# Required action
All records below are to be set down precisely as written, excluding pictures.

# Dataset records
•••
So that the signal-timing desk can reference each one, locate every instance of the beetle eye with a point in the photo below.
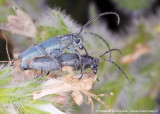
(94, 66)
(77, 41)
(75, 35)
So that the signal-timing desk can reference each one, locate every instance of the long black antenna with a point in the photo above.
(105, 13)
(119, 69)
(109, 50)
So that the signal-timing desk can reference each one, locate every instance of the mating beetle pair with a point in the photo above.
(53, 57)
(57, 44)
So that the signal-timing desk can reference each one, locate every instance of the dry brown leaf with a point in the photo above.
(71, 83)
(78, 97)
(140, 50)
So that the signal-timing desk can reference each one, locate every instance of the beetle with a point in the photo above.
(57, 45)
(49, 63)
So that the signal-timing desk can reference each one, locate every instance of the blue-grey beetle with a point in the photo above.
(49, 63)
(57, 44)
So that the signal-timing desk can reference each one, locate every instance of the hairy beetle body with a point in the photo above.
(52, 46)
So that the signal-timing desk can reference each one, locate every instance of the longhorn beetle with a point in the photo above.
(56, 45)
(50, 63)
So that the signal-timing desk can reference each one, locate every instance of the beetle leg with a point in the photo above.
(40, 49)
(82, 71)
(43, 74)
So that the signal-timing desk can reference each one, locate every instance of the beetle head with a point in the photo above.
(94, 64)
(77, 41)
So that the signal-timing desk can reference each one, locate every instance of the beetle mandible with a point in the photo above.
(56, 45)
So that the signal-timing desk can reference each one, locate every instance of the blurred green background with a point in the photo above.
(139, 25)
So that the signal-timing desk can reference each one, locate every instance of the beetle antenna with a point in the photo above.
•••
# Completed task
So that the signal-timing desk can reference each one, locate every instance of the beetle eye with a point in the photo below.
(94, 66)
(77, 41)
(75, 35)
So that the signal-timing desk can reference each one, locate every instance of the long black antenna with a point in the photo above.
(105, 13)
(119, 69)
(109, 50)
So that the signal-timing desk can reference each one, locate every instance of the mating beetle pair with a point in the photo above.
(53, 57)
(57, 44)
So that the signal-timing desk can reference each one, locate every instance of the dry brown leaf with a point in the photo above.
(71, 83)
(78, 97)
(140, 50)
So that the signal-timing desk can reference each one, locate every instance of the beetle with a point in the photo above.
(57, 45)
(49, 63)
So that the signal-timing desk can reference each one, locate every instance of the blue-grey beetle with a point in the photo above.
(49, 63)
(57, 44)
So that the signal-timing desk can reference each one, locate every instance of the hairy beetle body with a point in the photo above.
(52, 46)
So that the signal-timing desk can reference each one, locate every instance of the longhorn beetle with a point in the photo above.
(56, 45)
(50, 63)
So that the signal-timing desk can reference each one, locate every instance of the beetle leg with a point in the photo above.
(40, 49)
(82, 71)
(43, 74)
So that the signal-timing desk can reference each one, locate every instance of the beetle head with a point in the photo above.
(94, 64)
(77, 41)
So that the signal-timing desk can reference each one, locate every instance of the beetle mandible with a point in the photo above.
(56, 45)
So that the signal-timing desk can reference each one, locate every instance of the blurred green background with a point in the photo above.
(139, 25)
So that the signal-timing desk can reference each one, locate every instance of the beetle antenna with a point in the photo above.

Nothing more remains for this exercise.